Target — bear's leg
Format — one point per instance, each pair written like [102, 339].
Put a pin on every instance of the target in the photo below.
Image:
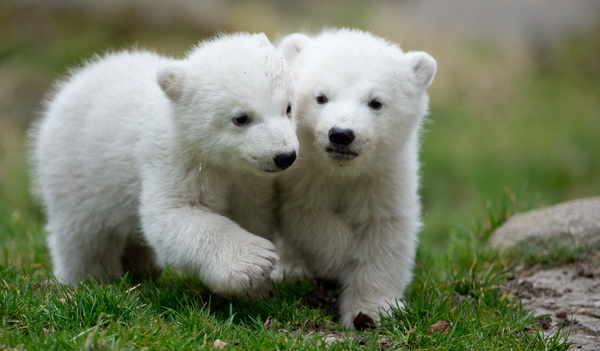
[80, 254]
[229, 259]
[139, 259]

------------------------

▶ [Exercise instructions]: Rewrite the items above with every "instance" swapped for "occurrence" and the rest left unchanged. Leave out the pictures.

▶ [Solution for this task]:
Target — bear's leg
Format — one point per occurrence, each pair written like [102, 339].
Put a pin on every occurrence of the target in the photo below.
Image:
[80, 254]
[229, 259]
[139, 259]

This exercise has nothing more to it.